What is asked: Begin at the line of the listing that has "of the white" and copy every line through the end of the listing, requests included. Lower each x and y coordinate in the answers by 105, and leave the numbers in the requests and their format samples unchanged.

--- start of Dataset entries ---

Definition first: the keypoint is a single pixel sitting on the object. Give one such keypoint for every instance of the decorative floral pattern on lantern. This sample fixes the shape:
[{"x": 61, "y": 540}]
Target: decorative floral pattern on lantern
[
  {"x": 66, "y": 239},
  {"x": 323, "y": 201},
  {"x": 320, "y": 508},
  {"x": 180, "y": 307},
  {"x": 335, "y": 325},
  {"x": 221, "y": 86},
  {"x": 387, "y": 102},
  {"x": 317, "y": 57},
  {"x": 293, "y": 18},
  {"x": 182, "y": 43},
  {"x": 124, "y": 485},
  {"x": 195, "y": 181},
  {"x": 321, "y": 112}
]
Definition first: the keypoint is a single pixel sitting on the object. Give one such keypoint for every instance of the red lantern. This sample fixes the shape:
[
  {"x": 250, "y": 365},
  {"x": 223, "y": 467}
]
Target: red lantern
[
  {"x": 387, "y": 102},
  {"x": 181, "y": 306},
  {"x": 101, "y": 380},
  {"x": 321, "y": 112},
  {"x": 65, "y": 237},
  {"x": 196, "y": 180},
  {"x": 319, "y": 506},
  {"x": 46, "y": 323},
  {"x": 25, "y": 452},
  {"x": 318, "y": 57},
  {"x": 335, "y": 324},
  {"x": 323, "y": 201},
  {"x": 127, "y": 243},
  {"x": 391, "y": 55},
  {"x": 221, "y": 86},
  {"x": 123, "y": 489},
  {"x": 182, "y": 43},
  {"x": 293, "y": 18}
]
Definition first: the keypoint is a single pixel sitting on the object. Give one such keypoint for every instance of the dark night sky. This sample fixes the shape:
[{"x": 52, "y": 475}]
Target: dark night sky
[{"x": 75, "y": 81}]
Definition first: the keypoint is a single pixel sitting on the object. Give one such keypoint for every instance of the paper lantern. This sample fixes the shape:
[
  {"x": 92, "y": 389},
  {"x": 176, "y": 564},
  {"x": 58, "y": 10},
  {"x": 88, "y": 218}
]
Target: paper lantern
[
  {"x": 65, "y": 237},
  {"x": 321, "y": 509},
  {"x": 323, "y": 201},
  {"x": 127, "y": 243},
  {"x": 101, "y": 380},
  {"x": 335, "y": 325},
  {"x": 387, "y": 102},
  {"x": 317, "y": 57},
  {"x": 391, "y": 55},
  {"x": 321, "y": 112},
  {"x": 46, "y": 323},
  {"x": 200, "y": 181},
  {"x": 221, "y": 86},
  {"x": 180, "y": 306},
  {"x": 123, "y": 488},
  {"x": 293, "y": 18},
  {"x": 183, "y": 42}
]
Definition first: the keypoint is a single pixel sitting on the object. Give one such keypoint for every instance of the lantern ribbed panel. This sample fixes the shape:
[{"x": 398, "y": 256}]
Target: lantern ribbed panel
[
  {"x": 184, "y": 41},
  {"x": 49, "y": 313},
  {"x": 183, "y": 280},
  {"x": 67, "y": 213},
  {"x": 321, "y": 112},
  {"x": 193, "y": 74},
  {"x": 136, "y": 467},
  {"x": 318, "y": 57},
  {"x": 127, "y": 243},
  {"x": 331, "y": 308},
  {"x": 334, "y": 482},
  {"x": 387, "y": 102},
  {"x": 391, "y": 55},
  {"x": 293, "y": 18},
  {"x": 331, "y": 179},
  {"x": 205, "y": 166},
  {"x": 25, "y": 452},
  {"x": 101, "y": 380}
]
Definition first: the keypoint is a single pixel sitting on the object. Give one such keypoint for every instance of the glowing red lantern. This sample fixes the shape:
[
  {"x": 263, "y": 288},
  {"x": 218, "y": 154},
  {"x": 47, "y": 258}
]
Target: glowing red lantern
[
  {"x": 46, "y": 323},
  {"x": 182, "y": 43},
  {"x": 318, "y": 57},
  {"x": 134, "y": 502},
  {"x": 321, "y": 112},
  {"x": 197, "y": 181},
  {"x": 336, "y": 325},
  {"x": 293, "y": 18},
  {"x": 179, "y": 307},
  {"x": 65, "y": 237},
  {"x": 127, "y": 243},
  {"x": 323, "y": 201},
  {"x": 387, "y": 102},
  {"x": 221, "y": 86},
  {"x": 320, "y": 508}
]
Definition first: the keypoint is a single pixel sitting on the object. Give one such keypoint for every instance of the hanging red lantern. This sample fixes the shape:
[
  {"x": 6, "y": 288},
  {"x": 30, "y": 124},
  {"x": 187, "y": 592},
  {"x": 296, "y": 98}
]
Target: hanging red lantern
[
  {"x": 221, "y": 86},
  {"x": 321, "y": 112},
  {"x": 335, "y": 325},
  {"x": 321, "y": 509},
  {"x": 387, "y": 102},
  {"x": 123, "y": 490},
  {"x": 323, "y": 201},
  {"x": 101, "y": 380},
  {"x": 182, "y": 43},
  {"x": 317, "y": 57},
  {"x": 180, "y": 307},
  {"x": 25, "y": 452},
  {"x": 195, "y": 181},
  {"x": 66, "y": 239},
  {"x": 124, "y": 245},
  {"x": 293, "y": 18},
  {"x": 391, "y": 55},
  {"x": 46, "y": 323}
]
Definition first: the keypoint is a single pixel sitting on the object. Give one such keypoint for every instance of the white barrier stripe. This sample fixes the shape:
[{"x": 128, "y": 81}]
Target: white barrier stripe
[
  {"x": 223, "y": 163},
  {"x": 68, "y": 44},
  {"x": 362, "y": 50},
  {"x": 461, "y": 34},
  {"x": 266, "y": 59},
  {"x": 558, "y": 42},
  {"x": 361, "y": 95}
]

--- end of Dataset entries ---

Reply:
Definition first: the keypoint is a single pixel sitting on the object. Give one such keypoint for every instance of the white barrier stripe. This sample fixes the shape:
[{"x": 128, "y": 81}]
Target: white barrier stripe
[
  {"x": 118, "y": 58},
  {"x": -37, "y": -61},
  {"x": 257, "y": -55},
  {"x": 356, "y": -71},
  {"x": 161, "y": -46},
  {"x": 453, "y": -63},
  {"x": 256, "y": -10}
]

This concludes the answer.